The problem
Rewrite the material below, starting at the line that has "Mark the rough" and continuing through its final line. Keep the requests, and increase every pixel coordinate in the answers by 35.

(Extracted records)
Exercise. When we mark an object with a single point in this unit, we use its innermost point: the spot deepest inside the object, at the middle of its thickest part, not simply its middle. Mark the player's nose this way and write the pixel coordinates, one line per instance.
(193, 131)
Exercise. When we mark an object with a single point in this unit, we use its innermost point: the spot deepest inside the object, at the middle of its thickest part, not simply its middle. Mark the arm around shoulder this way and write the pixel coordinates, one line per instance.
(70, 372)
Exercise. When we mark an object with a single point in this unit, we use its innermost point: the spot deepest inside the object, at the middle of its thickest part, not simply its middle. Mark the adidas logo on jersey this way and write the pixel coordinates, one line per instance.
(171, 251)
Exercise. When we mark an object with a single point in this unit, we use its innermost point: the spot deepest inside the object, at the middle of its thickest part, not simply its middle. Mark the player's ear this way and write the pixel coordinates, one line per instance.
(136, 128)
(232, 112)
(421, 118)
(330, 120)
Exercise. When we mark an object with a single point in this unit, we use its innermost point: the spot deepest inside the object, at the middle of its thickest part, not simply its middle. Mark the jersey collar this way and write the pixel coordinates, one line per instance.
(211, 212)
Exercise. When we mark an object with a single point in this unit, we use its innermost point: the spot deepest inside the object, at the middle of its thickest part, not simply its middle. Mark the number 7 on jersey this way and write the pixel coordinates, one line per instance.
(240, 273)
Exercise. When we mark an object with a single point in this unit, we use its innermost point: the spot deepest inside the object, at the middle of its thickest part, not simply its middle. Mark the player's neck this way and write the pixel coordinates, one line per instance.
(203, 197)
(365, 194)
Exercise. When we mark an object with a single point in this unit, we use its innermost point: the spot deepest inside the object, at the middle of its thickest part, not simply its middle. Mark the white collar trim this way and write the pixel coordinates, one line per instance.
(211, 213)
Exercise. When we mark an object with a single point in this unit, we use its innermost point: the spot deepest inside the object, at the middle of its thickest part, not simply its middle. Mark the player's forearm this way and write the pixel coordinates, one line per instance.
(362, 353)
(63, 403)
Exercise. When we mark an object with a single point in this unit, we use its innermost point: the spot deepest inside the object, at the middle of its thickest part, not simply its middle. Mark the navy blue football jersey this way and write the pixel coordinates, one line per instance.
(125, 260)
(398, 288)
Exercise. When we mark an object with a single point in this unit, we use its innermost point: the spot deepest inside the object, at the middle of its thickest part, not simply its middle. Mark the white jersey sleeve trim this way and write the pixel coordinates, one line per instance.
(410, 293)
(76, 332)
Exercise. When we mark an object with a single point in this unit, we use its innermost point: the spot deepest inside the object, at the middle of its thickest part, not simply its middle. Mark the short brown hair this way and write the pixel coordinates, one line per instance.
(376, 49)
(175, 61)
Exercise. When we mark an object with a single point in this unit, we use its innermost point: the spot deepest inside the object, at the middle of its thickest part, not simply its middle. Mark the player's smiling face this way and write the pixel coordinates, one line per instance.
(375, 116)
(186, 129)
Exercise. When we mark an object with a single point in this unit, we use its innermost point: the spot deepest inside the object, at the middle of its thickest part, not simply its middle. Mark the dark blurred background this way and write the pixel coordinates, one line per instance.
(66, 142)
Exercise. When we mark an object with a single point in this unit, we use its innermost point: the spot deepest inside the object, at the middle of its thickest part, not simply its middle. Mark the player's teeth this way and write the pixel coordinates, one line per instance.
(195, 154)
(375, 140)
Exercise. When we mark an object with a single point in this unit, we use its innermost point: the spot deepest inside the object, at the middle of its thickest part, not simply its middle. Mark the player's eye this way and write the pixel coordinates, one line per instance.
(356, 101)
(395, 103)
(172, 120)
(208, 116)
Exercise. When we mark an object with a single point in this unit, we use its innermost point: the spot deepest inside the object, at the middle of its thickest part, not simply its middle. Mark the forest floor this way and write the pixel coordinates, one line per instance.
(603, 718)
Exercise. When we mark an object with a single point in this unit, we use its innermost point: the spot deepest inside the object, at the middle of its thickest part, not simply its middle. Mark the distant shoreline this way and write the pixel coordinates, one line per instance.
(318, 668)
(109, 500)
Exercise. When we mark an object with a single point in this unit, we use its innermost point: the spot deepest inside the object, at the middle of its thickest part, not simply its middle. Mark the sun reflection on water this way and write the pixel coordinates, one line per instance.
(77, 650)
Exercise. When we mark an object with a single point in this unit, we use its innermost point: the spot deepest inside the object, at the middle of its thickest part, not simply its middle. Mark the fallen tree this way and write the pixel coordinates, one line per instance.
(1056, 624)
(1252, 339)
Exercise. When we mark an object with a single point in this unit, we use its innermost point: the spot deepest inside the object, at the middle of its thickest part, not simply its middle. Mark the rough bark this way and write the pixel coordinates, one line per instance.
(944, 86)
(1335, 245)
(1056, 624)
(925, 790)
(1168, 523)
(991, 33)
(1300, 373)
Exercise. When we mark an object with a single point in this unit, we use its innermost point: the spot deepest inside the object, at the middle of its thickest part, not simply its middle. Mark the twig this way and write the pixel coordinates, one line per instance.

Full output
Exercise. When we mark an object with a single point in this unit, we use its innermost point: the spot deepest inside the object, at the middle of its thickest part, not simply its middle. Mark the rough bark this way and write the pixel coordinates, one line per instance.
(979, 121)
(1370, 280)
(1091, 659)
(960, 825)
(1203, 558)
(1026, 68)
(1335, 408)
Exercise. When we mark an object with a single point in this unit, we use its innermost point: the spot deepest inside the object, at the middle of its thickest part, not simply its middle. Mark the twig this way and write the pixel coordinates, one line per instance.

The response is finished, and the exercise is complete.